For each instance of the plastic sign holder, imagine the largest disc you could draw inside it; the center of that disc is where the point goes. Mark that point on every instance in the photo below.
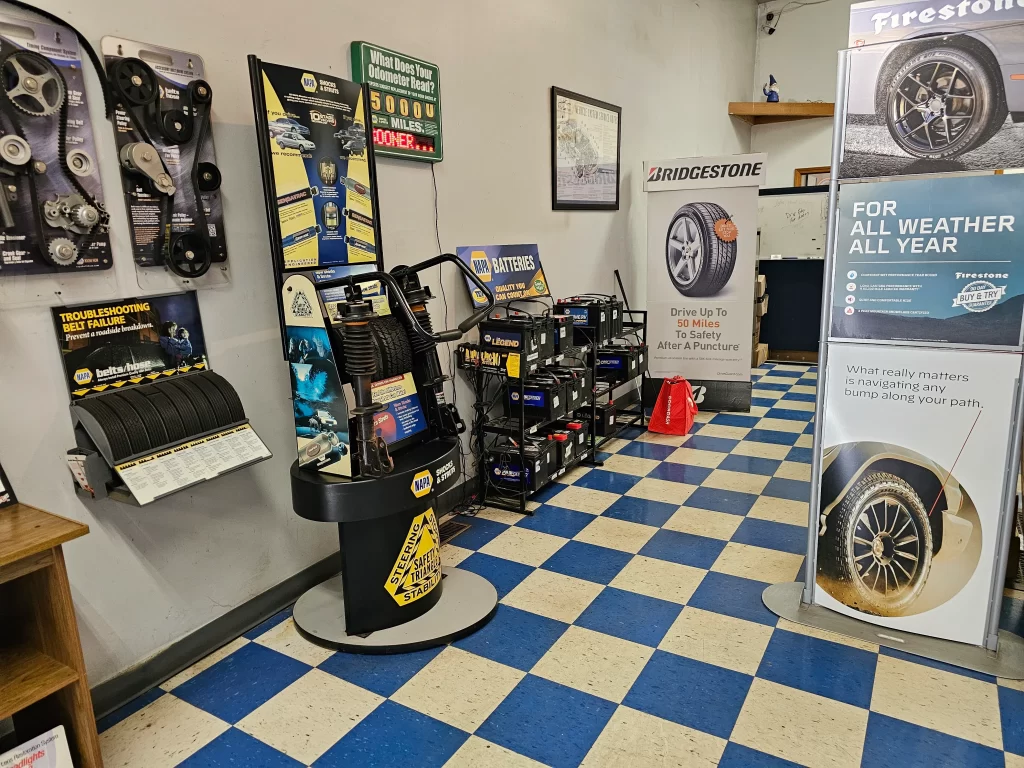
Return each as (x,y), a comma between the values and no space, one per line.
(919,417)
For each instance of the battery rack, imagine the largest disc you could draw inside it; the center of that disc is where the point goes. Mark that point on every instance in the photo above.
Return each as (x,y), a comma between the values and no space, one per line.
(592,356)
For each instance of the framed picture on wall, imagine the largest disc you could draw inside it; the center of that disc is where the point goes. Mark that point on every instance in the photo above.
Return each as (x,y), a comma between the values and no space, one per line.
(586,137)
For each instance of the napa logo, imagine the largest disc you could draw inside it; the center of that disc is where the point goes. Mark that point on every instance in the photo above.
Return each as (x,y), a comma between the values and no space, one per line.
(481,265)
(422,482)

--

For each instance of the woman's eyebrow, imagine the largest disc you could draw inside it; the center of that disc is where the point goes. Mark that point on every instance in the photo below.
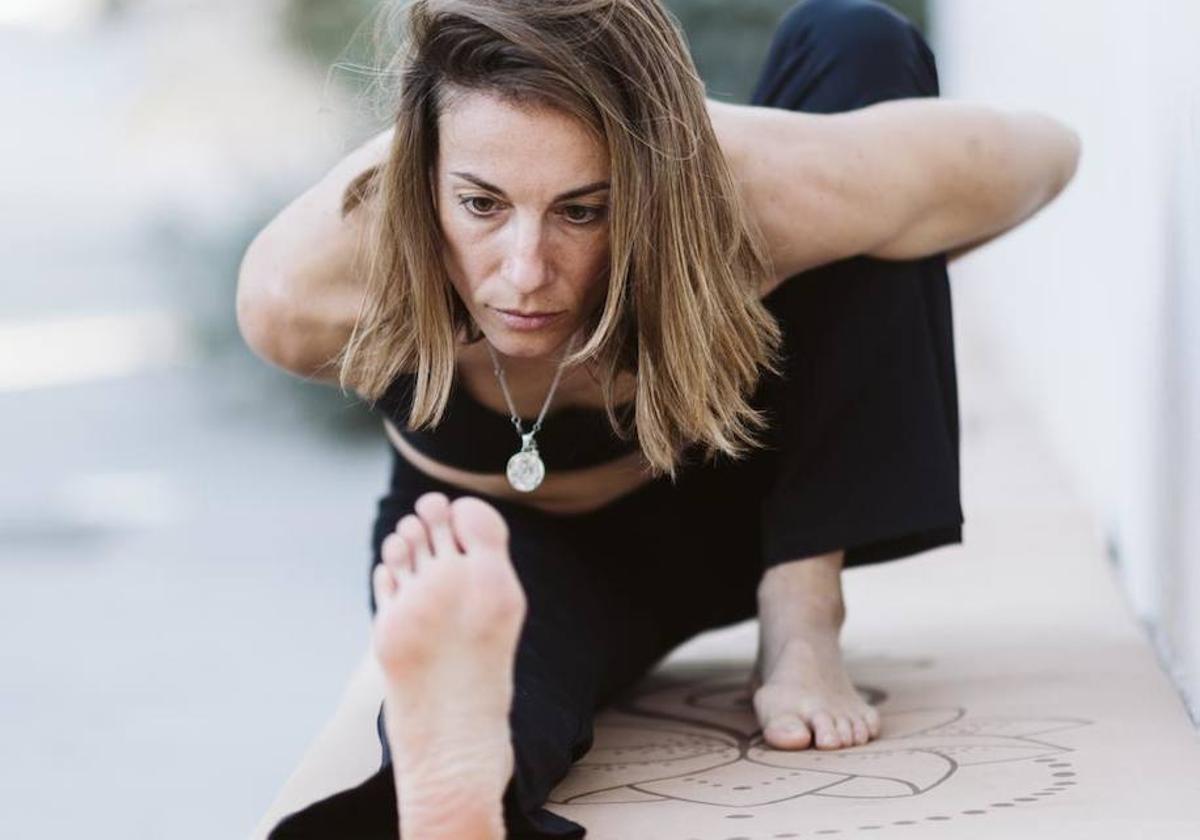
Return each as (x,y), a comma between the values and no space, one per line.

- [The problem]: Pick out the lines above that hold the string "below" and show them.

- [Exercise solution]:
For each instance of the plastic sign holder, imagine the largest disc you could draw inside it; the center of that disc is where the point goes. Mark that point on every instance in the photo below.
For each instance of the woman's eyebrow, imagine the largest disc you could draw inside it; the center of that disc is where the point goes. Mark that point on every instance in the photo below.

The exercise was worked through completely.